### [Krótkie zadanie 1]
Proszę ocenić, czy zdania (a), (b) i (c) zgadzają się z tekstem o ataku pod Dajr az-Zaur, podając przy każdym „tak” lub „nie” wraz z dosłownie przytoczonymi rozstrzygającymi słowami tekstu. (a) Atak miał miejsce w lutym 2018 roku. (b) Zgrupowanie liczyło około tysiąca żołnierzy. (c) Amerykańskie rozpoznanie dowiedziało się o zgrupowaniu dopiero po przekroczeniu przez nie rzeki.
### [Krótkie zadanie 2]
Powtórz z tekstu o ataku pod Dajr az-Zaur fragment zaczynający się od słów „Atak wagnerowców pod” i biegnący dalej aż po słowa „w poprzednim roku.”.

### [Fragment źródłowy]
Atak wagnerowców pod syryjskim Dajr az-Zaur w lutym 2018 roku skończył się dotkliwą porażką. Dla Rosjan była to nauczka: najemnicy muszą znać swoje miejsce.

Siódmego lutego 2018 roku zgrupowanie w sile około pięciuset syryjskich żołnierzy z tak zwanej grupy Łowców ISIS, jednostki 5 Korpusu, szkolonych przez Iran milicji i najemników z Grupy Wagnera zbliżyło się do pozycji Syryjskich Sił Demokratycznych w pobliżu Chaszam, położonego przy szlaku Eufratem w kierunku Dajr az-Zaur, które stacjonowały tam, odkąd odbiły miasto Państwu Islamskiemu w poprzednim roku.
Syryjczycy przekroczyli rzekę, po czym rozpoczęli ostrzeliwanie pozycji wroga. Stacjonowała tam jednak również spora liczba Amerykanów powiązanych z Syryjskimi Siłami Demokratycznymi, a w tym konkretnym miejscu przebywali żołnierze sił specjalnych. Oczywiście amerykańskie rozpoznanie dużo wcześniej wiedziało o sformowaniu tego zgrupowania i jego wymarszu.

### [Adnotacje konturów obiektów]
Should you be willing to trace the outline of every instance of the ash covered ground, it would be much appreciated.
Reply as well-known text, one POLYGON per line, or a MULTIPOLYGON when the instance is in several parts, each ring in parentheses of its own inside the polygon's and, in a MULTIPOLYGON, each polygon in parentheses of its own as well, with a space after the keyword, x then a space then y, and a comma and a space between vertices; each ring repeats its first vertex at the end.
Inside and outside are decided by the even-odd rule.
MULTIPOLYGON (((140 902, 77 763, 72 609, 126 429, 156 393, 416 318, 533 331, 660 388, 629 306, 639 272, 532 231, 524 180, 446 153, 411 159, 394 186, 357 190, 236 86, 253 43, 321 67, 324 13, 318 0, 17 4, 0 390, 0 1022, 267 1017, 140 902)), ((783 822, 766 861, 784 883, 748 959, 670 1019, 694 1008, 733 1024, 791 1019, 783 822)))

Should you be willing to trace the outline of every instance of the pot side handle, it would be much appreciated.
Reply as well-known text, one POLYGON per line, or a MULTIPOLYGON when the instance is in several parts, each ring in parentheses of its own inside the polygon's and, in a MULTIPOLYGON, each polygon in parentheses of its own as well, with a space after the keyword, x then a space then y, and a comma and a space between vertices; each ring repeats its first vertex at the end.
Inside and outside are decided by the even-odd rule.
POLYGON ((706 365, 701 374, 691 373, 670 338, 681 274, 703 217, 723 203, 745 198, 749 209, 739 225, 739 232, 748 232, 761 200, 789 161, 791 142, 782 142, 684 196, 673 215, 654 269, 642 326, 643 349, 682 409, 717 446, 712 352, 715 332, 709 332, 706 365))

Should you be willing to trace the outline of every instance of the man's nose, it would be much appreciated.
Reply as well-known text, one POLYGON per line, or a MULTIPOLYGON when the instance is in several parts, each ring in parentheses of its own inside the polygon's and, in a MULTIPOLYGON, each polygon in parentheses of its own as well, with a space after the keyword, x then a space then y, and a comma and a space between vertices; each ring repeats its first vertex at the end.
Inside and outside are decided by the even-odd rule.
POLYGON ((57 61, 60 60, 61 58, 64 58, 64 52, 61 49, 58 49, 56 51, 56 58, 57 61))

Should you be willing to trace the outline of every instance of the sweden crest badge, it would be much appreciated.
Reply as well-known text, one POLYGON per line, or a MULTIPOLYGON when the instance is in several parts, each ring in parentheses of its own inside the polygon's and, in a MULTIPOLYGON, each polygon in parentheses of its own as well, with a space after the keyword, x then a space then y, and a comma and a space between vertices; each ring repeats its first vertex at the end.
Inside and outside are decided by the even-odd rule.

### [Wynik 1]
(a) Tak: „w lutym 2018 roku”.
(b) Nie: „w sile około pięciuset syryjskich żołnierzy”.
(c) Nie: „amerykańskie rozpoznanie dużo wcześniej wiedziało o sformowaniu tego zgrupowania i jego wymarszu”.

### [Wynik 2]
Atak wagnerowców pod syryjskim Dajr az-Zaur w lutym 2018 roku skończył się dotkliwą porażką. Dla Rosjan była to nauczka: najemnicy muszą znać swoje miejsce.

Siódmego lutego 2018 roku zgrupowanie w sile około pięciuset syryjskich żołnierzy z tak zwanej grupy Łowców ISIS, jednostki 5 Korpusu, szkolonych przez Iran milicji i najemników z Grupy Wagnera zbliżyło się do pozycji Syryjskich Sił Demokratycznych w pobliżu Chaszam, położonego przy szlaku Eufratem w kierunku Dajr az-Zaur, które stacjonowały tam, odkąd odbiły miasto Państwu Islamskiemu w poprzednim roku.